▶ Exercise aim
Quote the data below word for word, only the stretch from the line containing "stone block, the" through the line containing "[[522, 302], [365, 277], [257, 300], [271, 291], [341, 299]]", with both of those lines included.

* Start Data section *

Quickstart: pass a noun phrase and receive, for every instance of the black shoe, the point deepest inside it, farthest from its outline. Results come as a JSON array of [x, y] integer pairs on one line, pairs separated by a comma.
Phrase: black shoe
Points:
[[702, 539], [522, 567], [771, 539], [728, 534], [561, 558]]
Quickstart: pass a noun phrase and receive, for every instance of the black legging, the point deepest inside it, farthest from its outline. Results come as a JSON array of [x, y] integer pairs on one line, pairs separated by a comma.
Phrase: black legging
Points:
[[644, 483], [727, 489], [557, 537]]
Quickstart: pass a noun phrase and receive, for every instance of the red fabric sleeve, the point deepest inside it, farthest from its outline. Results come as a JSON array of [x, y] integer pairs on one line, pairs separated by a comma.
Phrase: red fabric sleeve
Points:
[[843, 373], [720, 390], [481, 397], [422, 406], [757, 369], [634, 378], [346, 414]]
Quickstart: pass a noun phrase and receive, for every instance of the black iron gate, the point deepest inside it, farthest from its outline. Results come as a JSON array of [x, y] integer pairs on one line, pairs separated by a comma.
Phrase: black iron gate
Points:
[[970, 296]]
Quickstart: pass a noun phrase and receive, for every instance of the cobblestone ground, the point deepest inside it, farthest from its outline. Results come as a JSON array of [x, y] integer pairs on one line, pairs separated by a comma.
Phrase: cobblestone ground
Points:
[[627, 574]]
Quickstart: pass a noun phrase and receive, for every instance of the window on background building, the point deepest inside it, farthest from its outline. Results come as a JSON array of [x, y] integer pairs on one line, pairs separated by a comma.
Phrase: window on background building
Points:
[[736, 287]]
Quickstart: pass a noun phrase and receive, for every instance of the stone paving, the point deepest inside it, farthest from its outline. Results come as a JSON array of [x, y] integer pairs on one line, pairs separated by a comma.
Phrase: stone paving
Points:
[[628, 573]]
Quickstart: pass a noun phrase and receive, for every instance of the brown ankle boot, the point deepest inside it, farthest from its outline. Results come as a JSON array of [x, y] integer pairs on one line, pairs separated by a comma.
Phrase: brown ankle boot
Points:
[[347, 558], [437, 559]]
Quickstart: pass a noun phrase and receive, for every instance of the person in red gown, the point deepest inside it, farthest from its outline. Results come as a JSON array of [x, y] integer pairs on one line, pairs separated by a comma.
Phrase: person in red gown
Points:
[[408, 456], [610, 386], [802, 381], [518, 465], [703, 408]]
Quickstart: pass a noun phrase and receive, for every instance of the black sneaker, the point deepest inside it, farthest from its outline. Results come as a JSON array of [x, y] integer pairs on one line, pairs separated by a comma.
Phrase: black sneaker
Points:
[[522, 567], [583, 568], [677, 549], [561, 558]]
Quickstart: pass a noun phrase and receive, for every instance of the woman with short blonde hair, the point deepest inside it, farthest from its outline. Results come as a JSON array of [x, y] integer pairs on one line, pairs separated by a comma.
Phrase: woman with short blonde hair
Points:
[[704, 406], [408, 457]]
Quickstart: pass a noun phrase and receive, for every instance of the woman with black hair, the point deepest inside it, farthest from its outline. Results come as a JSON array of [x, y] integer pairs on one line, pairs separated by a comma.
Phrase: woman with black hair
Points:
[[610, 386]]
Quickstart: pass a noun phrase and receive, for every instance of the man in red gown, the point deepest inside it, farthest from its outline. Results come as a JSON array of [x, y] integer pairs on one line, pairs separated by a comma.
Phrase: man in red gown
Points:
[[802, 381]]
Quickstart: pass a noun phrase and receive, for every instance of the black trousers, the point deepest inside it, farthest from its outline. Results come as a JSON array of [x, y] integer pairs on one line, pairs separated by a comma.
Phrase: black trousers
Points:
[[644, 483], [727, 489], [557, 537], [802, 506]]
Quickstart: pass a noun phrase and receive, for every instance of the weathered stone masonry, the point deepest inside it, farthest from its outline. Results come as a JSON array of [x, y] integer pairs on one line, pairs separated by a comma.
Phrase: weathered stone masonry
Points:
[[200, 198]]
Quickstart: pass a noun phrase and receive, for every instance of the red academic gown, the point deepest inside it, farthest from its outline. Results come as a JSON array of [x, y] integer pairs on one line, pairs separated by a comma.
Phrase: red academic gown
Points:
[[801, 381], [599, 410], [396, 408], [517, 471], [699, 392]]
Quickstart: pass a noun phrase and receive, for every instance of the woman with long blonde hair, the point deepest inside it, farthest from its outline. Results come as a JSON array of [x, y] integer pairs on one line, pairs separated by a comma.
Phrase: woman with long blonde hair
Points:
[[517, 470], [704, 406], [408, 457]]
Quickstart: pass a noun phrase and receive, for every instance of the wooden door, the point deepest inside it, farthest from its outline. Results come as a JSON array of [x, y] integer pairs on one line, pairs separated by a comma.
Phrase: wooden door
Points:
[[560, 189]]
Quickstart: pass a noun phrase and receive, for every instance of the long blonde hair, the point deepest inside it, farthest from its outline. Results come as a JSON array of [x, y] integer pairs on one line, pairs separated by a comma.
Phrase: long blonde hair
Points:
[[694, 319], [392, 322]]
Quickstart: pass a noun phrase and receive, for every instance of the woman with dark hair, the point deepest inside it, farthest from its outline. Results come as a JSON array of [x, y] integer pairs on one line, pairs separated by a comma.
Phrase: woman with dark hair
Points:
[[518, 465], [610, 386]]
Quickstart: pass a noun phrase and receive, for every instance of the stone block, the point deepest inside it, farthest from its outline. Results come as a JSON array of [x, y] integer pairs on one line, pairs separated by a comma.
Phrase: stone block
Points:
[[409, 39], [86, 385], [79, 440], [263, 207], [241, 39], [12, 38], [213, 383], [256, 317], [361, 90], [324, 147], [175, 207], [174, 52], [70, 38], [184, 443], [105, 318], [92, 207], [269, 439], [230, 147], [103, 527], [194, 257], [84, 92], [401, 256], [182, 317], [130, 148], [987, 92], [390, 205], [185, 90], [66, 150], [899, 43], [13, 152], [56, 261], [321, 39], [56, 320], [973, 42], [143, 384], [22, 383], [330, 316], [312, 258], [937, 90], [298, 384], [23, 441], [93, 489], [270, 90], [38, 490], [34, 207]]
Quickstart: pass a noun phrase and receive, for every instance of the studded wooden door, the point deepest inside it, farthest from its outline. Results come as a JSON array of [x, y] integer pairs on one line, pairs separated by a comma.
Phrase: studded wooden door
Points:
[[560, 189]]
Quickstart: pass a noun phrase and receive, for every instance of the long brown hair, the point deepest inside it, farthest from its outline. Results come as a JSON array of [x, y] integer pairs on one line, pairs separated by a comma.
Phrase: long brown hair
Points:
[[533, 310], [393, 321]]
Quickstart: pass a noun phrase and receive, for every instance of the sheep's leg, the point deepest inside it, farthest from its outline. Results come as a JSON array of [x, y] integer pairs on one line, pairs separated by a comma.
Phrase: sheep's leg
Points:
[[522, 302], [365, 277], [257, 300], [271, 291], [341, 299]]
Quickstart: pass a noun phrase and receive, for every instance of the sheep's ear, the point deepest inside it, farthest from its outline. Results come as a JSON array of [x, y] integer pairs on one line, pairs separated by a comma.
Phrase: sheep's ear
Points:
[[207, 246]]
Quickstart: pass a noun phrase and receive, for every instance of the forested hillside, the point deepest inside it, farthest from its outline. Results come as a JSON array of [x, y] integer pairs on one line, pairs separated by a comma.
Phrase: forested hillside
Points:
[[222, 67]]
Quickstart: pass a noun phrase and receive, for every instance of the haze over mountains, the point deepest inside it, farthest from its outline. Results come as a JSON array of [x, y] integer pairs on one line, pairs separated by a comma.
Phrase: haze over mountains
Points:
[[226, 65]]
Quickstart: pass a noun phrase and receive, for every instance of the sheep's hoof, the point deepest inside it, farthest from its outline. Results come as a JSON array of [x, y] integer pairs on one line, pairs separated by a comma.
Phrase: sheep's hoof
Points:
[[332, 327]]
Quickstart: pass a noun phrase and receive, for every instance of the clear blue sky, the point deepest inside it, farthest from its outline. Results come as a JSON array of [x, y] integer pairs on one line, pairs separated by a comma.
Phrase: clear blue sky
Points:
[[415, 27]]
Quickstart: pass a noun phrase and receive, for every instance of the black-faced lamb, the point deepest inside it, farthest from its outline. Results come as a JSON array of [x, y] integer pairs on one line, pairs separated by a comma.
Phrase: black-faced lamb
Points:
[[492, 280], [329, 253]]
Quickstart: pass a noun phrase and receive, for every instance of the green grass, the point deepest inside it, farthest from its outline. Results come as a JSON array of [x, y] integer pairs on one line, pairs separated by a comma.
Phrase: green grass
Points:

* End Data section *

▶ Task answer
Quickstart: pass a noun phrase and receive, for every instance of the stone block, the point deepest inside it, farthest from its outline. Results come as a JSON array of [x, y] integer pairs on one line, pairs separated by a comma.
Phrase: stone block
Points:
[[409, 39], [86, 385], [79, 440], [263, 207], [241, 39], [12, 38], [213, 383], [256, 317], [361, 90], [324, 147], [175, 207], [174, 52], [70, 38], [184, 443], [105, 318], [92, 207], [269, 439], [230, 147], [103, 527], [194, 257], [84, 92], [401, 256], [182, 317], [130, 148], [987, 92], [390, 205], [185, 90], [66, 150], [899, 43], [13, 152], [56, 261], [321, 39], [56, 320], [973, 42], [143, 384], [22, 383], [330, 316], [312, 258], [937, 90], [298, 384], [23, 441], [93, 489], [270, 90], [38, 490], [34, 207]]
Quickstart: pass a noun phrase and receive, for every instance of the studded wooden door, the point deepest inside it, farthest from its outline. Results come as a JSON array of [x, y] integer pairs on one line, pairs separated by a comma.
Phrase: studded wooden door
Points:
[[560, 189]]
Quickstart: pass a noun phrase and receive, for every instance of the long brown hair, the point deepest inside it, farthest from its outline. Results come as a JSON array of [x, y] integer pairs on one line, pairs separated by a comma.
Phrase: long brown hair
Points:
[[533, 310], [393, 321]]
Quickstart: pass a noun phrase and receive, for every instance of the sheep's leg, the point deepest inside it, farthest from its outline. Results come as a JSON array of [x, y] integer pairs on one line, pairs separated by a comma.
Phrase: sheep's leg
Points:
[[522, 302], [365, 277], [257, 300], [271, 291], [341, 299]]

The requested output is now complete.